▶ _Stated exercise_
Restate every line of the material, word for word.

....................

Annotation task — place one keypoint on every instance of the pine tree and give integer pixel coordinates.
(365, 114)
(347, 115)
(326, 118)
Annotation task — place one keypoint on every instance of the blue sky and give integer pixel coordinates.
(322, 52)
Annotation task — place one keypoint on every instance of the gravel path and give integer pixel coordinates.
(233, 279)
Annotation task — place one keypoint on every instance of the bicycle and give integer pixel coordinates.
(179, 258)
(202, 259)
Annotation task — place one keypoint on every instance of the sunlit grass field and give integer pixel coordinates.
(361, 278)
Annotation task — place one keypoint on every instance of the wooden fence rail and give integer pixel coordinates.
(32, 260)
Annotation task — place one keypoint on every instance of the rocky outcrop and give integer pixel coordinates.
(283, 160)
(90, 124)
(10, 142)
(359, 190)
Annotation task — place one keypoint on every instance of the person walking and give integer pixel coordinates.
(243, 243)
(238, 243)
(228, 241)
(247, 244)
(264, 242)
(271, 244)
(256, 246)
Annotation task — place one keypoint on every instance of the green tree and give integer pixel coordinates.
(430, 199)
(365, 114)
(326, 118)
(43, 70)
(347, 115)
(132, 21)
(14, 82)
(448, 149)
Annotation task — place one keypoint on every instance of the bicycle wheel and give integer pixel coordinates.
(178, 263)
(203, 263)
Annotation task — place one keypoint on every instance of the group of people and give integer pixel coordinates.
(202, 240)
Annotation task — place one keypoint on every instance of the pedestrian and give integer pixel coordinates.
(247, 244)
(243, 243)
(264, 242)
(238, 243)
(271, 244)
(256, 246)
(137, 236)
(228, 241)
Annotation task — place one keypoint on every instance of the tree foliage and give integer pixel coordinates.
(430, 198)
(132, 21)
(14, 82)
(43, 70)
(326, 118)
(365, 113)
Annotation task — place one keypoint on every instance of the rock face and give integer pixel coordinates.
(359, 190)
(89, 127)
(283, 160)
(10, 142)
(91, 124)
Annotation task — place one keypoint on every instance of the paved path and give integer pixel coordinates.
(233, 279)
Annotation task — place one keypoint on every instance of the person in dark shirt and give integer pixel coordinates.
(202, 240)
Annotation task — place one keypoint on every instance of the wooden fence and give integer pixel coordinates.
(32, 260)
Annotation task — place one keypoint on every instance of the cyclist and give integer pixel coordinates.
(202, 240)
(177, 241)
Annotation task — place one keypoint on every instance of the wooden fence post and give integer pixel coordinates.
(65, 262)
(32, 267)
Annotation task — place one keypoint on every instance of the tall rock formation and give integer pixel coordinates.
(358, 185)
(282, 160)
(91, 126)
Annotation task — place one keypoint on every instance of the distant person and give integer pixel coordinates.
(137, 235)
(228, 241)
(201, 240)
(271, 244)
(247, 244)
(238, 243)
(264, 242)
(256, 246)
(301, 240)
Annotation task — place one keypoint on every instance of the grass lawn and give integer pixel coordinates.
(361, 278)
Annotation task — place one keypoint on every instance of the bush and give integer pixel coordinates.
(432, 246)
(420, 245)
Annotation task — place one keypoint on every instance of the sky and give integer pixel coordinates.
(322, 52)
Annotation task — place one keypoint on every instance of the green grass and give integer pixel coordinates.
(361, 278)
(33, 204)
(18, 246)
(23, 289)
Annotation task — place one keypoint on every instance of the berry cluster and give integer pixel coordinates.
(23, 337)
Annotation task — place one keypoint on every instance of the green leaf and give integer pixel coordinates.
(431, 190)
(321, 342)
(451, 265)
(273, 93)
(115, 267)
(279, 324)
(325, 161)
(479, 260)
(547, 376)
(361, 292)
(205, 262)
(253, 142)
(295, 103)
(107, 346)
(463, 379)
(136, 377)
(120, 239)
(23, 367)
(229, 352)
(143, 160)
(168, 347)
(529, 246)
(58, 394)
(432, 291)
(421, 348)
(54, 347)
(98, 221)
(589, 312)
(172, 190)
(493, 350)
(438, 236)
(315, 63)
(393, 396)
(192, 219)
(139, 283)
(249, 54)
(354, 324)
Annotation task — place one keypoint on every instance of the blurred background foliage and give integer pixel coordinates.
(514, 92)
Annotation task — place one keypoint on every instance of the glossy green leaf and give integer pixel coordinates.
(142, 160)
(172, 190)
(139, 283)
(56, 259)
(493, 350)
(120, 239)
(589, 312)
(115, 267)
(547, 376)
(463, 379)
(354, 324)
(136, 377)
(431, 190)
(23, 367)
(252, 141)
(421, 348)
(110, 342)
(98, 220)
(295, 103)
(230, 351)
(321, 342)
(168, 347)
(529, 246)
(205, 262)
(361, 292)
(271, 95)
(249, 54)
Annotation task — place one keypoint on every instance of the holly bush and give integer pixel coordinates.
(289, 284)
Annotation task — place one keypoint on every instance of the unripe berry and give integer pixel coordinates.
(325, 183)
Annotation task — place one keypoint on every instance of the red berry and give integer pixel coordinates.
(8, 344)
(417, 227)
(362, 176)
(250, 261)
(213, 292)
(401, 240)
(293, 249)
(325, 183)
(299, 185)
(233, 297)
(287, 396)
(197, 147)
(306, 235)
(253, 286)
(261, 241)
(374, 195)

....................

▶ _Problem solution_
Annotation task — place one keypoint on every instance of the pine tree and give integer pixel coordinates.
(365, 114)
(347, 115)
(326, 118)
Annotation task — place one keypoint on every instance of the blue sky and give integer pixel coordinates.
(322, 52)
Annotation task — place one keypoint on every instance of the gravel path and give integer pixel coordinates.
(233, 279)
Annotation task — place one keypoint on every instance of the bicycle and give integer pixel coordinates.
(179, 258)
(202, 259)
Annotation task — place one keypoint on every instance of the sunlit grass field and give integer pixel coordinates.
(361, 278)
Annotation task — place one keypoint on every instance of the wooden fence rail and give integer pixel coordinates.
(32, 260)
Annotation task — place one keypoint on every instance of the rocky outcrop and give integer pixel coordinates.
(283, 160)
(90, 124)
(10, 142)
(359, 190)
Annotation task — place one keypoint on every instance of the person walking and give integer pixel coordinates.
(243, 243)
(238, 243)
(228, 241)
(247, 244)
(264, 242)
(271, 244)
(256, 246)
Annotation task — place one keypoint on every instance of the green tree and give integer pixel coordinates.
(430, 199)
(365, 114)
(326, 118)
(43, 70)
(347, 115)
(132, 21)
(14, 82)
(448, 149)
Annotation task — place one keypoint on every instance of the bicycle wheel and give integer pixel coordinates.
(178, 263)
(203, 263)
Annotation task — place one keypoint on every instance of the group of people and give integer pixel coordinates.
(202, 240)
Annotation task — place one keypoint on every instance of the pedestrian and give integer pixel coordinates.
(247, 244)
(243, 243)
(264, 242)
(238, 243)
(271, 244)
(256, 246)
(137, 236)
(228, 241)
Annotation task — place one keypoint on every instance of the tree foliage and give integer pixel coordinates.
(430, 198)
(132, 21)
(14, 82)
(43, 70)
(326, 118)
(365, 113)
Annotation task — place one keypoint on every instance of the rock face and give integer pixel coordinates.
(359, 190)
(89, 127)
(283, 160)
(10, 142)
(91, 124)
Annotation task — place one keypoint on every instance of the paved path and give integer pixel coordinates.
(233, 279)
Annotation task — place one keypoint on every instance of the person in dark shirt and give integer pixel coordinates.
(202, 240)
Annotation task — place one keypoint on every instance of the wooden fence and give integer pixel coordinates.
(32, 260)
Annotation task — place one keypoint on every instance of the cyclist and give integer pixel coordinates.
(202, 240)
(177, 241)
Annotation task — place one keypoint on every instance of the wooden fence post and give integer pixel coordinates.
(65, 262)
(32, 267)
Annotation task — place one keypoint on every instance of the tall rock formation and give integer pixel coordinates.
(358, 185)
(282, 160)
(91, 126)
Annotation task — place one keypoint on every instance of the distant person and give integer pixel coordinates.
(137, 235)
(228, 241)
(201, 240)
(271, 244)
(247, 244)
(238, 243)
(264, 242)
(256, 246)
(301, 240)
Annotation task — place one keypoint on every instance of the grass lawn and give integer pixel coordinates.
(361, 278)
Annotation task — place one keypoint on every instance of the bush and give integer pixel coordinates.
(432, 246)
(420, 245)
Annotation task — place one keypoint on every instance of the sky and give integer pixel coordinates.
(322, 52)
Annotation task — place one keypoint on every instance of the green grass and give integer pixel coordinates.
(361, 278)
(33, 204)
(18, 246)
(23, 289)
Annotation task — place one keypoint on every instance of the berry cluster and give integer pixel coordinates.
(23, 337)
Annotation task — place one keypoint on every instance of the green leaf and give integer pixel coordinates.
(431, 190)
(321, 342)
(451, 265)
(273, 93)
(115, 267)
(279, 324)
(325, 161)
(479, 260)
(547, 376)
(361, 292)
(205, 262)
(253, 142)
(295, 103)
(107, 346)
(463, 379)
(136, 377)
(120, 239)
(23, 367)
(229, 352)
(143, 160)
(168, 347)
(529, 246)
(58, 394)
(432, 291)
(421, 348)
(54, 347)
(98, 221)
(589, 312)
(172, 190)
(493, 350)
(438, 236)
(315, 63)
(393, 396)
(192, 219)
(139, 283)
(249, 54)
(354, 324)
Annotation task — place one keypoint on every instance of the blurred background foliage and give integer pixel coordinates.
(514, 92)
Annotation task — place one keypoint on every instance of the glossy green leaf and give integer pixel coordinates.
(142, 160)
(172, 190)
(139, 283)
(56, 259)
(493, 350)
(120, 239)
(589, 312)
(115, 267)
(547, 376)
(463, 379)
(354, 324)
(136, 377)
(431, 190)
(23, 367)
(252, 141)
(421, 348)
(110, 342)
(98, 220)
(295, 103)
(230, 351)
(321, 342)
(168, 347)
(529, 246)
(205, 262)
(361, 292)
(271, 95)
(249, 54)
Annotation task — place one keypoint on every instance of the holly bush and give integer pixel coordinates.
(289, 284)
Annotation task — place one keypoint on every instance of the unripe berry and give integer pixel coordinates.
(325, 183)
Annotation task — place one keypoint on every instance of the red berry and give integer pixel coordinates.
(8, 344)
(417, 227)
(362, 176)
(250, 261)
(213, 292)
(401, 240)
(293, 249)
(325, 183)
(299, 185)
(233, 297)
(287, 396)
(197, 147)
(306, 235)
(253, 286)
(261, 241)
(374, 195)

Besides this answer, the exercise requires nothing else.